» Set of tasks
#1 In the passage on offshore boat structure, what displacement length ratio is given for the Beneteau 393?
#2 Name each boat length, in feet, that the passage on offshore boat structure mentions.
#3 Write the next part of the passage on offshore boat structure, picking up after its final sentence.

How do you decide if a boat is suitable for offshore work when considering just the structure? Up until very recently boats were designed by using scantling tables. Those tables all used in one way or another the displacement of the boat for the design of the table. In other words a heavy displacement 30 foot 15,000 pound boat had the same size deck beam as a light displacement racing boat that was 45 feet long and also weighed 15,000 pounds. It’s easy to see which boat was stronger. Just like scantling rules I suggest that when comparing similar design boats the trick is to look at the displacement length ration, D/L = (Disp/2240)/(0.01*LWL)3. The higher number represents the stronger boat all other things being equal. Look at the Cal 40 and the Beneteau 393 as one example. Both are 39.3 feet in length and the Cal 40 has a displacement length ratio of 249 and the Beneteau is only 191. I think you need to select a style of boat that you are comfortable with and use the D/L ratio as a helpful indication of relative strength. Remember I said indication of relative strength and you still need to look at the details.

Items from a labeling collection
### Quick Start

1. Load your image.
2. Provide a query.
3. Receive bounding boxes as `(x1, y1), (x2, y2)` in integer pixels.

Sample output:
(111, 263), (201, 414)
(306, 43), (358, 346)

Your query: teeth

» Task answers
#1 191

#2 30 feet, 45 feet, 39.3 feet

#3
Quote:

Originally Posted by **Cruisingdad**

Interesting definition... but what is the normal service design?? Or is that the million dollar question!! (smile).

That is a good question but I don’t think any practicing small craft designers are consulting with the insurance companies when it comes to design.

If you use a scantling table for hull design is there even a factor of safety to discuss? Not really because you don’t know the strain or the strength of the structure. In the last few years a lot of work was done and some numbers for load have been developed but even with modern FEA (finite element analyses) software designing by the numbers is still iffy as evidenced by the recent problems with keels dropping off one well know brand. The ISO method of hull design for local loads, popular in Europe because of legal requirements, is to assume a hydrostatic load from water a prescribed distance above the weather deck. But this is just for local loads and ignores global loads such as from the rig and bending moment from waves and is still just a crude estimate and only a step away from scantling tables. The ISO rule also ignores the hydrodynamic load. It is possible to calculate the required section modules of the hull the same way it’s done for ship design but the answer is not as useful as in ship design because the real load at sea is too hard to put a number to.

Principles of Yacht Design by Larsson and Eliasson has a great chapter about hull design by the numbers and if you have an interest and are mathematically inclined it’s worth a read. If you want to look at the strength of the hull in a more user friendly way then Dave Gerr’s book, Boat Strength is great and his scantling table is based on more then just the displacement of the boat. It uses a scantling number derived from length, beam, depth and displacement.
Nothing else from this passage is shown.